- Page excerpt
Postby Kilkis » Wed Aug 05, 2020 8:55 am

peebee wrote:...If your income is £12,500 or less, you would pay nothing as a UK tax resident, but under the 7% Greek `offer' you would pay £875.
The break even figure is around £19,000, under that, the UK system wins, above that the Greek offer is more beneficial...


It is always true, when comparing two tax systems with different tax codes, that there will often be income bands where one system is more beneficial and bands where the other system will be more beneficial. Note also that the DTA rules apply so, for some people with more than one income stream, some of their income may remain taxable in the UK and benefit from the £12,500 personal allowance and some will become taxable in Greece at 7 %. For them the break even point may be much less than £19,000.

peebee wrote:...`As soon as a foreign pensioner’s application is approved, the sum of their income obtained abroad will be taxed at a flat rate of just 7% for the next 10 years', so in year 11 you could see your income plummet.

- Entries shown
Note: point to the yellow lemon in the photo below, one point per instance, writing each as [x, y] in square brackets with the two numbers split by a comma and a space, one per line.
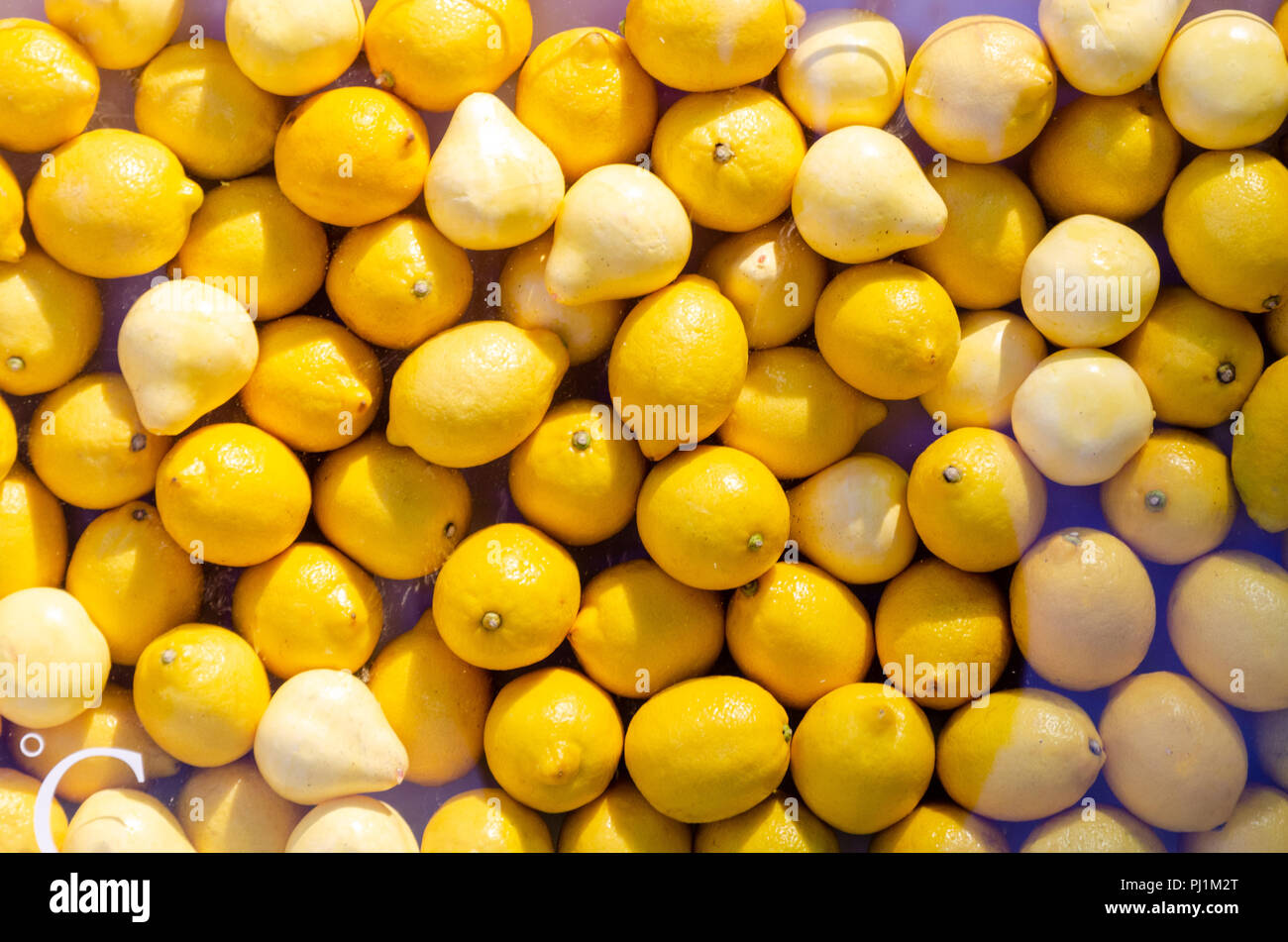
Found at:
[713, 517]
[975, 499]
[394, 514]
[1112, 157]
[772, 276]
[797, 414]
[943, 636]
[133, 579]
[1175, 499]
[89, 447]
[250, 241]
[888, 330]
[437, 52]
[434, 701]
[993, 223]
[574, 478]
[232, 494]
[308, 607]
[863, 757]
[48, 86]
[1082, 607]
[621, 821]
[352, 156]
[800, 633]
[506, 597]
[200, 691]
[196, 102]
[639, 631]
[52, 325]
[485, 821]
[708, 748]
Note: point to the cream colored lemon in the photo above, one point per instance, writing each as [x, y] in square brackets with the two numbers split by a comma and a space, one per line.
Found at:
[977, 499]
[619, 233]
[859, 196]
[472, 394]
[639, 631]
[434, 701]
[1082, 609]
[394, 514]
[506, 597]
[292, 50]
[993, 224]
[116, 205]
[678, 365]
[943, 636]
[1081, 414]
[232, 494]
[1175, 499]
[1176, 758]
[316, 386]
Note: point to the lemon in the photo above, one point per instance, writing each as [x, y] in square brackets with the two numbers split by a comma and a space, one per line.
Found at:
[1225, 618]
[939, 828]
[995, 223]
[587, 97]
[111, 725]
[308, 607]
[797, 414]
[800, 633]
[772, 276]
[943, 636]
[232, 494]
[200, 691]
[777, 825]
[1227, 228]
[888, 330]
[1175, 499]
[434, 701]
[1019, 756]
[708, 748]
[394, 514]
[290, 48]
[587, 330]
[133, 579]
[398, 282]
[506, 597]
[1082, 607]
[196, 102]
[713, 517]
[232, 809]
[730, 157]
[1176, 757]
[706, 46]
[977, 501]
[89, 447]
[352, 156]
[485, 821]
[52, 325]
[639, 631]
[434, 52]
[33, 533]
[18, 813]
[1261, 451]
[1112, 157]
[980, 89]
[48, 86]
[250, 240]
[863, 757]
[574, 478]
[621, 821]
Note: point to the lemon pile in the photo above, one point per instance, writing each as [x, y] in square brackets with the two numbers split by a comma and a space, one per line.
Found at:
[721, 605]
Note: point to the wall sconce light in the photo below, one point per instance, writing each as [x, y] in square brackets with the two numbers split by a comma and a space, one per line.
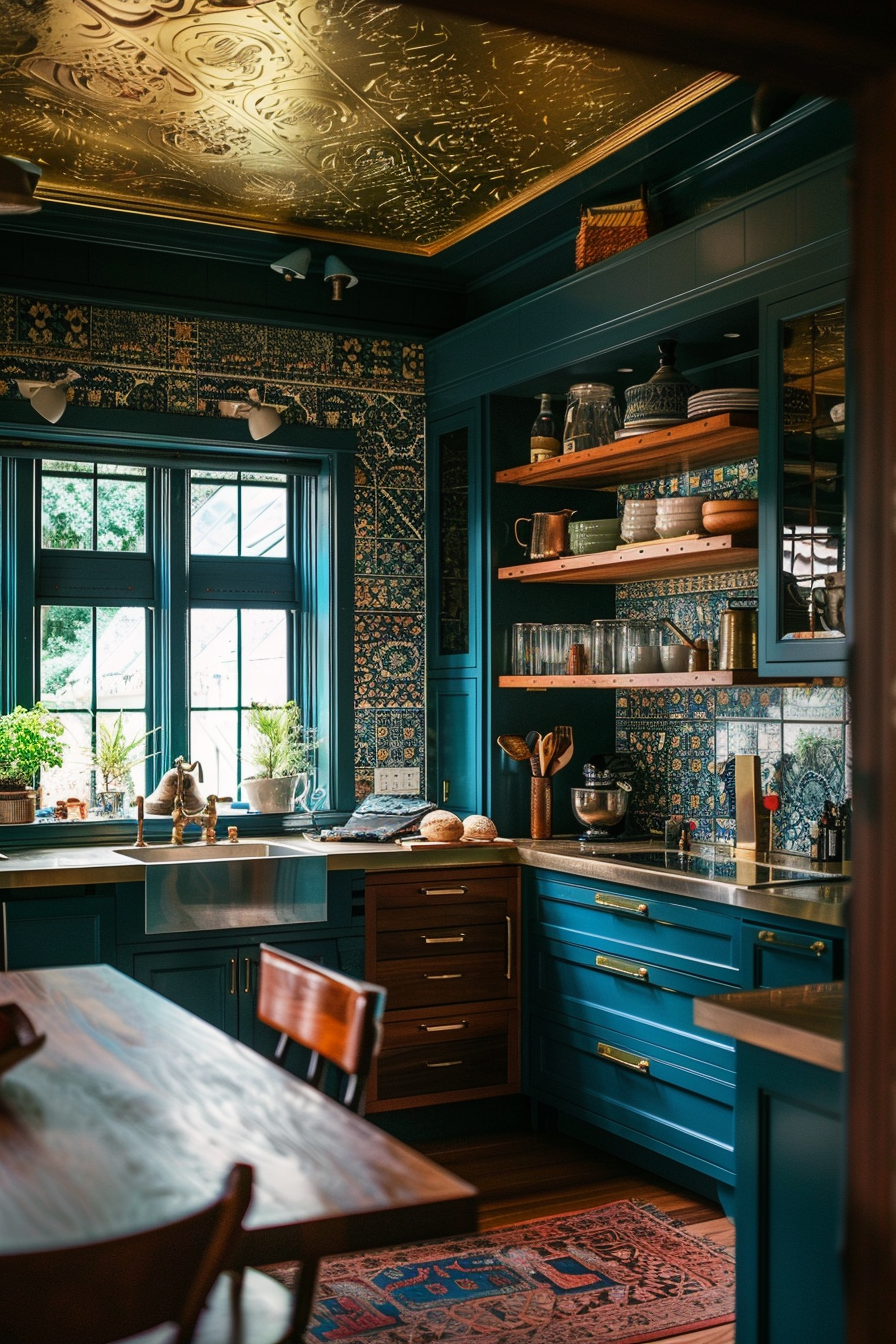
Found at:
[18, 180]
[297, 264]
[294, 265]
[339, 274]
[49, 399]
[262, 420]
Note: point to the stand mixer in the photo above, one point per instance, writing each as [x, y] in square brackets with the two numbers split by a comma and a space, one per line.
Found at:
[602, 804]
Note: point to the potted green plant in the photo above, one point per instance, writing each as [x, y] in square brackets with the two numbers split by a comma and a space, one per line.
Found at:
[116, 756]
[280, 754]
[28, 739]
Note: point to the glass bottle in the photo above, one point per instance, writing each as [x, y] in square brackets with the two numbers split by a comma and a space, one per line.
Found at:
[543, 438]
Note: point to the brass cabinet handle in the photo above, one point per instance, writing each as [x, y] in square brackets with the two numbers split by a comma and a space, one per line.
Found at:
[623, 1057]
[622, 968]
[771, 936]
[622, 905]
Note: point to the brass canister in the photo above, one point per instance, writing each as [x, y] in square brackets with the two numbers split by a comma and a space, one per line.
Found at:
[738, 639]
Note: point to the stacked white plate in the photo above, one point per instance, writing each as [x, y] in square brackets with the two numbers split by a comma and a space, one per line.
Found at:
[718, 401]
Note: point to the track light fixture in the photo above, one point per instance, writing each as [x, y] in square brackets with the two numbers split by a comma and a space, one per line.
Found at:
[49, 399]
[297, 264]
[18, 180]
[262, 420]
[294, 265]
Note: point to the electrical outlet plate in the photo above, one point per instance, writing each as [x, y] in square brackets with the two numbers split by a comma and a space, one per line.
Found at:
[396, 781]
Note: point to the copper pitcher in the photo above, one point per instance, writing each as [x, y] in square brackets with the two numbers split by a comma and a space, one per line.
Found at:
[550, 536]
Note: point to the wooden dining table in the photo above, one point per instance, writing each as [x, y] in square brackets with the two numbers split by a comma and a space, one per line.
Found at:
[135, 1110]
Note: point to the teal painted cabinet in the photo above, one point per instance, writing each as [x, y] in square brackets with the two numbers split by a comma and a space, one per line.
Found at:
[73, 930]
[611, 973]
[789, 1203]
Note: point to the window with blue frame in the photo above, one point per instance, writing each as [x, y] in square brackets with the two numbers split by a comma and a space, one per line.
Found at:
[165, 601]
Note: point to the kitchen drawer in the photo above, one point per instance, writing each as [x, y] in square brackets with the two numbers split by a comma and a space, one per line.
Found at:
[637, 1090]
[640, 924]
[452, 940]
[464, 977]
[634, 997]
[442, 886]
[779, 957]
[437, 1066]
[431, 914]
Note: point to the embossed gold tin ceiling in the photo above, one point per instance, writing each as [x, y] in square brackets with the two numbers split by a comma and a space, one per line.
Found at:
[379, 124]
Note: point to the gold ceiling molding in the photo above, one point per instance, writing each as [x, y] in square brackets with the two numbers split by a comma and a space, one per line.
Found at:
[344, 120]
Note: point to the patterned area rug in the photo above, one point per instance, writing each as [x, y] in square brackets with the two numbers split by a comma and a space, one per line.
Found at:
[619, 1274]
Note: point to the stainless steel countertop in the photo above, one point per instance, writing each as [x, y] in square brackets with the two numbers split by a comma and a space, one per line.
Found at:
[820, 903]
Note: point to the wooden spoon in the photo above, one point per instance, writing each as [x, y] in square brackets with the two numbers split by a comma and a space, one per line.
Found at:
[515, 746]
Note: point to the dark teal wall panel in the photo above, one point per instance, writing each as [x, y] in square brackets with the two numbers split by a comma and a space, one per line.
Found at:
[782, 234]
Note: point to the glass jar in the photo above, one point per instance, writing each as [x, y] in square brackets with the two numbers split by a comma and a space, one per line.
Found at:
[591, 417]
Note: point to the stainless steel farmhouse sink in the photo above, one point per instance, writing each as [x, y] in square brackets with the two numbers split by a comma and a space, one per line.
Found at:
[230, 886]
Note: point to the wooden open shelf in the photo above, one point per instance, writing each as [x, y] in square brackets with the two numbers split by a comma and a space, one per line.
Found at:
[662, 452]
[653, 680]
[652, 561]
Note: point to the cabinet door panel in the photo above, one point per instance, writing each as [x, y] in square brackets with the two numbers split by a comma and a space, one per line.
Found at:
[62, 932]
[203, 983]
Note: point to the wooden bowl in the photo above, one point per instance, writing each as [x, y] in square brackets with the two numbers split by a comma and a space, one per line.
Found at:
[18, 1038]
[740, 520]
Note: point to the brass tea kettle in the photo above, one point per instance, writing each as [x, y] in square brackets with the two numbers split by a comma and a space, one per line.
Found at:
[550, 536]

- Stated problem A
In the forum post on the Greek 7% tax offer, roughly what income is given as the break-even figure between the UK system and the Greek offer?
- Stated problem B
Copy the rows word for word, from the line containing "Note: point to the wooden bowl" up to and including the last line of the rows.

- Result A
Around £19,000.

- Result B
Note: point to the wooden bowl in the photo above, one point per instance, writing each as [x, y] in square brackets with the two numbers split by a comma and a space, one per line.
Found at:
[18, 1038]
[740, 520]
Note: point to the brass tea kettle in the photo above, one point per instance, writing each as [x, y] in square brackets with the two numbers split by a comma and a space, one per line.
Found at:
[550, 536]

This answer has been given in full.